--- Verilen görev A ---
Alıntı metne göre Aziz Yıldırım, kimin istifa etmesini istemişti?
--- Verilen görev B ---
Alıntı metni "Bundan 3-4 gece" sözlerinden "twitter kullanıcısı keşfediyorum." sözlerine kadar, "gece" yerine "gün" koyarak yeniden yazar mısın?
--- Verilen görev C ---
Alıntı metni üç cümleyle özetler misin?

UEFA ile CAS’ın Fenerbahçe’yi “hızlısından” yargılayarak
mahkum ettikleri günleri hatırlar mısınız?
İşte o günlerde Fenerbahçe Kulübü Başkanı Aziz Yıldırım sert
bir açıklama yaparak Şenes Erzik’in Fenerbahçe’nin haklarını savunamadığı için
“istifa etmesini” (!) istemişti.
Sizi bilmem ama…
Bana çok garip gelmişti:
“Ne güzel memleket! Şikeyi sen yap, fırıldağı sen çevir… Ama
bedelini Şenes Erzik ödesin! Neden Aziz Yıldırım değil de; Şenes Erzik istifa
etsin?”
Bundan 3-4 gece öncesi; twetter’da “öylesine” dolanıyorum.
(Sanırım Trabzonspor’un avukatı Atilla Dilaver sayesinde) 2
yeni twitter kullanıcısı keşfediyorum.

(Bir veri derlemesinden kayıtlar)
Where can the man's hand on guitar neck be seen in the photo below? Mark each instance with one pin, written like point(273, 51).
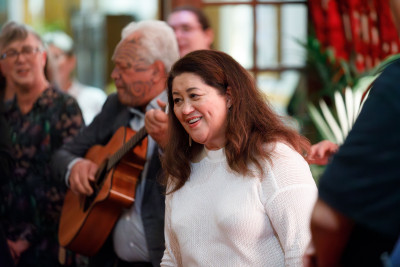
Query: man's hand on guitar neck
point(156, 123)
point(82, 173)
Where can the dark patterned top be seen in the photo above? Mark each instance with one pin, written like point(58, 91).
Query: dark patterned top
point(31, 200)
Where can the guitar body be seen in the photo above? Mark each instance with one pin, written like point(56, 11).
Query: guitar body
point(86, 222)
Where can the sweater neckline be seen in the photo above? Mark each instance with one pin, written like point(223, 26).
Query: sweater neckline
point(214, 155)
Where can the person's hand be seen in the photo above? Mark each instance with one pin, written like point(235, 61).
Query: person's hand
point(17, 248)
point(321, 152)
point(82, 173)
point(156, 123)
point(309, 257)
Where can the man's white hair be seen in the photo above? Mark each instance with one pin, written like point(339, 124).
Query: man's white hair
point(158, 41)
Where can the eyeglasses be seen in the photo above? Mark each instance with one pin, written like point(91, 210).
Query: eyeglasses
point(27, 51)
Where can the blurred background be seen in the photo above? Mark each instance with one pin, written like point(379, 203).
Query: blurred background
point(299, 51)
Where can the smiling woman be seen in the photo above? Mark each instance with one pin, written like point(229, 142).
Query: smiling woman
point(236, 177)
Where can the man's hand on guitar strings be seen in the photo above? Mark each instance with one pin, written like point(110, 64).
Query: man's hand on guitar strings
point(82, 173)
point(156, 123)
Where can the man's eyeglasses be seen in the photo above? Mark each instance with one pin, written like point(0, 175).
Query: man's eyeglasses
point(26, 51)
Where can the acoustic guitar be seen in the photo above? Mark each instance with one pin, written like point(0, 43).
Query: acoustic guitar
point(86, 221)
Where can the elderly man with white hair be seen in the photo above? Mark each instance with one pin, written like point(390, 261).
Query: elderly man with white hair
point(142, 61)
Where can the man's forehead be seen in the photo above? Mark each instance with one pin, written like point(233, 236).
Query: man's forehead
point(183, 17)
point(128, 50)
point(29, 40)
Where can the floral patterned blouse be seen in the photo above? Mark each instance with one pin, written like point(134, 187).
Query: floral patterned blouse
point(31, 199)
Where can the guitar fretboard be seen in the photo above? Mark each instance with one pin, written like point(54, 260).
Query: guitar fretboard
point(114, 159)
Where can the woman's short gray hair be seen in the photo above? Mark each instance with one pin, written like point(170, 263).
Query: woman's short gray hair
point(158, 41)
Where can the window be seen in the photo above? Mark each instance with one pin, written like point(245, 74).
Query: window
point(264, 36)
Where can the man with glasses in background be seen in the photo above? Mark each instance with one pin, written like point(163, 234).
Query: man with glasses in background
point(40, 120)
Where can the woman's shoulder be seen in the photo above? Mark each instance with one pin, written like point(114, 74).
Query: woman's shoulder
point(287, 166)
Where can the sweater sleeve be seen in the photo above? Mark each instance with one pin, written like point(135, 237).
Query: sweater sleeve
point(171, 252)
point(290, 193)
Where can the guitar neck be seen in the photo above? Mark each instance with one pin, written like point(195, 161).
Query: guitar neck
point(135, 140)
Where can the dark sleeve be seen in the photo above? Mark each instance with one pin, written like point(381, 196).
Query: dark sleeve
point(363, 180)
point(6, 162)
point(97, 133)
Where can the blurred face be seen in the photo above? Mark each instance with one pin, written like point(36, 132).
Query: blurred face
point(63, 64)
point(189, 33)
point(201, 110)
point(132, 75)
point(23, 62)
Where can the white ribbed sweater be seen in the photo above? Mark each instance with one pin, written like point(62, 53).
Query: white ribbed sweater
point(219, 218)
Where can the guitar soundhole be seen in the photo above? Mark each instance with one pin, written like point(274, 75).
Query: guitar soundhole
point(99, 179)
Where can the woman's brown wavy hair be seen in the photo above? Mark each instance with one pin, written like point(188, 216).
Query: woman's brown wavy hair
point(251, 122)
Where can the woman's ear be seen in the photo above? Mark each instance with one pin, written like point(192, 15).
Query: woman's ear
point(228, 97)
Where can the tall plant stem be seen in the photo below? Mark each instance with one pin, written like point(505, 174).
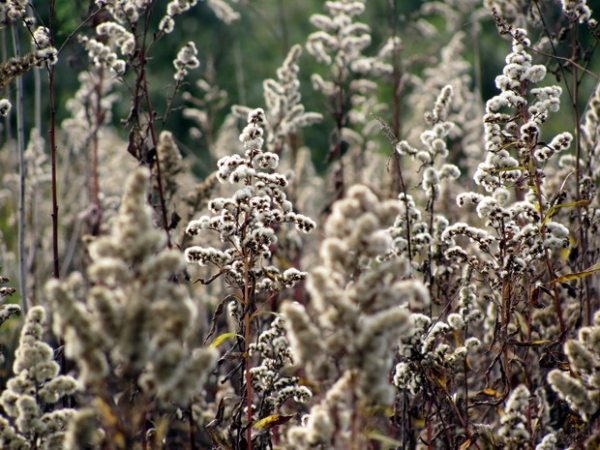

--- Eksiksiz yanıt A ---
Şenes Erzik'in istifa etmesini istemişti.

--- Eksiksiz yanıt B ---
Bundan 3-4 gün öncesi; twetter’da “öylesine” dolanıyorum.
(Sanırım Trabzonspor’un avukatı Atilla Dilaver sayesinde) 2
yeni twitter kullanıcısı keşfediyorum.

--- Eksiksiz yanıt C ---
Yazar, UEFA ile CAS'ın Fenerbahçe'yi hızlıca yargılayıp mahkum ettiği günlerde Fenerbahçe Kulübü Başkanı Aziz Yıldırım'ın bir açıklama yaptığını hatırlatır. Yıldırım bu açıklamada, Fenerbahçe'nin haklarını savunamadığı için Şenes Erzik'in istifa etmesini istemiştir. Bu talep yazara çok garip gelmiş, yazar istifanın neden Aziz Yıldırım'dan değil de Şenes Erzik'ten beklendiğini sorgulamıştır.